# Increased Tax Relief on Pension



## caljaclew (11 Jan 2017)

Hi There,

I'm trying to see if i can get my wife higher tax relief on her pension. As it stands she works part time and is taxed at 20% rate. There is a pension scheme where employer pays 15%. If she makes AVC's into work scheme up to her 25% limit her tax relief is still at 20%. 

It would obviously be better to have the tax relief at 40%. If she were to set up an AVC PRSA outside of work and made a contribution in Oct/Nov each year when we are jointly assessed at the higher rate can she then avail of this higher relief rate on the AVCs when filling out our tax return. I'm not sure if this is possible and would appreciate some advice. 

I think however she will be restricted to AVCs into the work scheme, is this correct or can we go along the lines I'm thinking?

Thanks


----------



## Steven Barrett (12 Jan 2017)

She can't use your income to boost her salary to claim tax relief at 40%. 


Steven 
www.bluewaterfp.ie


----------



## caljaclew (13 Jan 2017)

SBarrett said:


> She can't use your income to boost her salary to claim tax relief at 40%.
> 
> 
> When you put it like that it makes sense   Thanks for the reply


----------



## bstop (13 Jan 2017)
---*---
# [Given exercise 1]
Which lines in the listing below contain the string "distant"? Collect every one of them, and treat uppercase and lowercase as different.

# [Given entries]
---*---
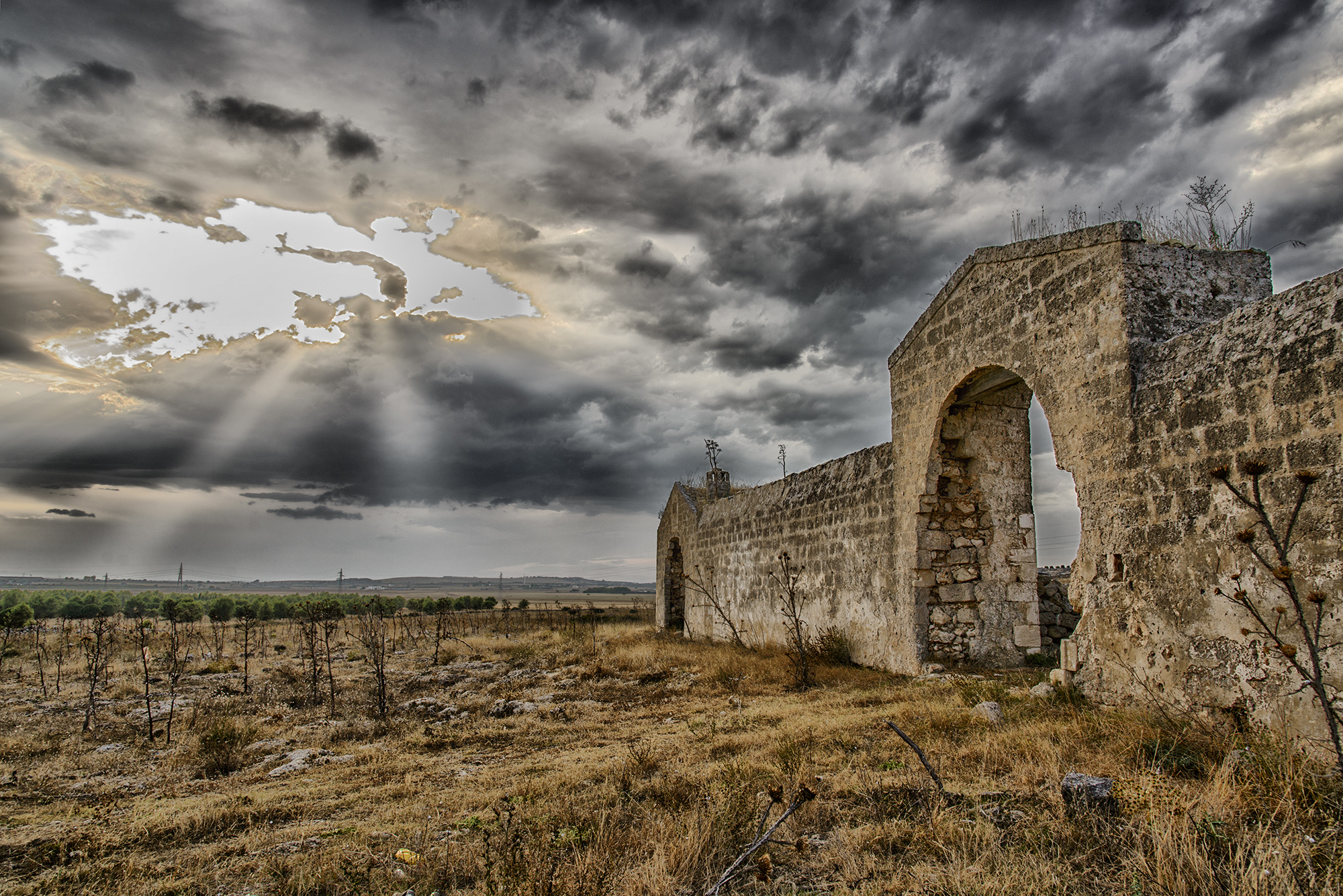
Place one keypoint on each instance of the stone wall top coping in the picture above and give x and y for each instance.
---*---
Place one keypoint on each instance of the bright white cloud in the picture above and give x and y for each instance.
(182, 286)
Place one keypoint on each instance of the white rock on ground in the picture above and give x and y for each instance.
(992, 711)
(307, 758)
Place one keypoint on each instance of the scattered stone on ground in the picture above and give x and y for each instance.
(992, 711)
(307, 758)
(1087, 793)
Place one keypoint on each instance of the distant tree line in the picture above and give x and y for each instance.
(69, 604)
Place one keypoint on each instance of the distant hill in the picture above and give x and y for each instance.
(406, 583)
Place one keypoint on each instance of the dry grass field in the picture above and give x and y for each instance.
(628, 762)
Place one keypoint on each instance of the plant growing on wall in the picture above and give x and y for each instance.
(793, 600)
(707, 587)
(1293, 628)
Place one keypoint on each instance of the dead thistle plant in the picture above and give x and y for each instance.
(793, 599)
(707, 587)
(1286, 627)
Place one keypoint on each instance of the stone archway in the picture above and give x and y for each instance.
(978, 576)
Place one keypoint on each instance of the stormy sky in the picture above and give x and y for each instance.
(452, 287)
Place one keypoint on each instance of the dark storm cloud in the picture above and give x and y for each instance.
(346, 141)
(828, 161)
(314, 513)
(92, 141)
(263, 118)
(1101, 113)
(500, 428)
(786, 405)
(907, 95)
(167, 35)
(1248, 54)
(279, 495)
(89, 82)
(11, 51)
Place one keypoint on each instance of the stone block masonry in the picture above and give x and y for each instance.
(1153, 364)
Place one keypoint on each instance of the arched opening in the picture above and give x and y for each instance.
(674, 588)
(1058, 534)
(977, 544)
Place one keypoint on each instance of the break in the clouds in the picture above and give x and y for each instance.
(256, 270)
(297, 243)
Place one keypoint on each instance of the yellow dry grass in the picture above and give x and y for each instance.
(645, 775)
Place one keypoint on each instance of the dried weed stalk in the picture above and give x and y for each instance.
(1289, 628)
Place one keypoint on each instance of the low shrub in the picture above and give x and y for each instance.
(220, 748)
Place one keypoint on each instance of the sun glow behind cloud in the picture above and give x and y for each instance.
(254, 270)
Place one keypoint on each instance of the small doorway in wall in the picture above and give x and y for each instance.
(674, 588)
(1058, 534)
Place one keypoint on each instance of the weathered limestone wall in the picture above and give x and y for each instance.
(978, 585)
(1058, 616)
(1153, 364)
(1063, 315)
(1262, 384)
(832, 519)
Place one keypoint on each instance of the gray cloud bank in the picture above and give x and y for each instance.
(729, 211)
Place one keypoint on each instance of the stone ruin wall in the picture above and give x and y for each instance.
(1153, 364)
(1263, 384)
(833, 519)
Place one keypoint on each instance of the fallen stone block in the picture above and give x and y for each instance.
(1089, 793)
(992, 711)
---*---
# [Given exercise 2]
What different percentages appear in the pension thread? List each one once.

# [Final result 1]
Place one keypoint on each instance of the distant tree line in the picture above and give x and y for each instance.
Place one keypoint on each instance of the distant hill in the picture above and give x and y for each instance.

# [Final result 2]
20%, 15%, 25%, 40%